- [Directions for this task]: Reproduce the data from the line containing "mark the turquoise lake" through the line containing "[167,197,202,218]", inclusive, substituting "stony" for every occurrence of "rocky" and leaving everything else unchanged. Omit the pictures from your answer.

- [Dataset records]:
........

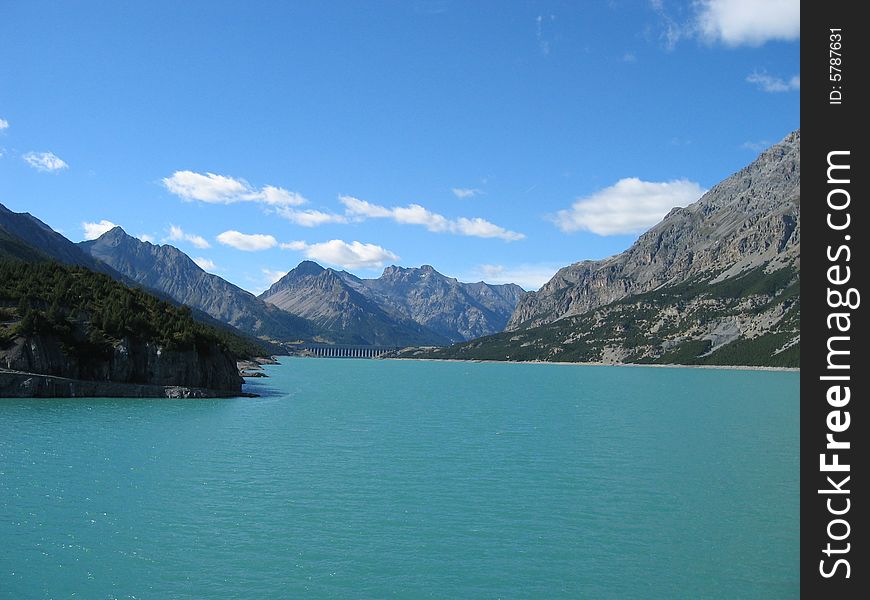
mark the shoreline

........

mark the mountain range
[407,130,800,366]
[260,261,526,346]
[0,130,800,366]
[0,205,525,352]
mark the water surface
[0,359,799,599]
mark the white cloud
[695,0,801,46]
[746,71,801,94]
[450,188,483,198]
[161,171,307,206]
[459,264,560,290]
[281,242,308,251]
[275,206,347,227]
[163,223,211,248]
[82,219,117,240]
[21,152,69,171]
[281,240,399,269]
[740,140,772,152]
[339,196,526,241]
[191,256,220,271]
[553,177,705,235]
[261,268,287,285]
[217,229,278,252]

........

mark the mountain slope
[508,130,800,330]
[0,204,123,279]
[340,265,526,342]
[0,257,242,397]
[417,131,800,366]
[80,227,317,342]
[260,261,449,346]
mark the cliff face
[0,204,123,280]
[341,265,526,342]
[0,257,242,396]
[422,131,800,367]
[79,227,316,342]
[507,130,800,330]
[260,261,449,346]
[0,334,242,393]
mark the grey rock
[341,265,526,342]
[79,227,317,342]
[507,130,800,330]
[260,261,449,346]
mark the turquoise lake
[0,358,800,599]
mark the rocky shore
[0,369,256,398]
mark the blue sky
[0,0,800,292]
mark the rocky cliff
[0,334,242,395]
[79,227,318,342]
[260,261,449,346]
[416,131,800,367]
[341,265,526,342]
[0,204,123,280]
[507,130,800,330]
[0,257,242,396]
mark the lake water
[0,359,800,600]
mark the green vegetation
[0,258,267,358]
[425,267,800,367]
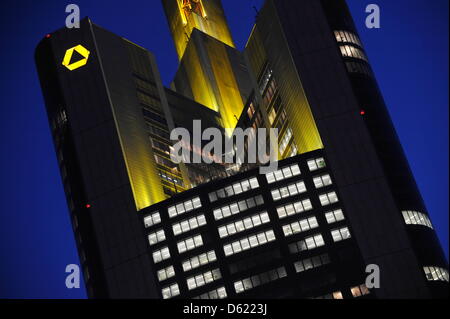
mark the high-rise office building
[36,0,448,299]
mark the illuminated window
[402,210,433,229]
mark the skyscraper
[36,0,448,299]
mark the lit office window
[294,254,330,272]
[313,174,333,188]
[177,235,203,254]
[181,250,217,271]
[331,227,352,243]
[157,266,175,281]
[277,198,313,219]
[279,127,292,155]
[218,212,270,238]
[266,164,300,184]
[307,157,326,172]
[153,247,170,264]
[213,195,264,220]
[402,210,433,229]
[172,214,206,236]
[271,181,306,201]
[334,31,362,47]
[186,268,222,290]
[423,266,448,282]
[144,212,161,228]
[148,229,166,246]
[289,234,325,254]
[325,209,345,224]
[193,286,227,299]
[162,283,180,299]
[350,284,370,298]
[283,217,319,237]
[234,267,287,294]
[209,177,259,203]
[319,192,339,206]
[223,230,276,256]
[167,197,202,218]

........

- [Correct result]:
mark the turquoise lake
[0,358,800,599]
mark the stony shore
[0,369,256,398]
mark the blue sky
[0,0,800,292]
mark the stony cliff
[0,334,242,395]
[79,227,318,342]
[260,261,449,346]
[416,131,800,367]
[341,265,526,342]
[0,204,123,280]
[507,130,800,330]
[0,257,242,396]
mark the lake water
[0,359,800,600]
mark the green vegetation
[0,258,267,358]
[425,267,800,367]
mark the high-rise office building
[36,0,448,299]
mark the illuminated window
[402,210,433,229]
mark the skyscraper
[36,0,448,299]
mark the lit office window
[294,254,330,272]
[313,174,333,188]
[177,235,203,254]
[181,250,217,271]
[331,227,352,243]
[157,266,175,281]
[277,198,313,219]
[279,127,292,155]
[218,212,270,238]
[266,164,300,184]
[307,157,326,172]
[153,247,170,264]
[213,195,264,220]
[402,210,433,229]
[172,214,206,236]
[271,181,306,201]
[334,31,362,47]
[186,268,222,290]
[423,266,448,282]
[144,212,161,228]
[148,229,166,246]
[289,234,325,254]
[325,209,345,224]
[193,286,227,299]
[162,283,180,299]
[350,284,370,298]
[283,217,319,237]
[234,267,287,294]
[209,177,259,203]
[319,192,339,206]
[223,230,276,256]
[167,197,202,218]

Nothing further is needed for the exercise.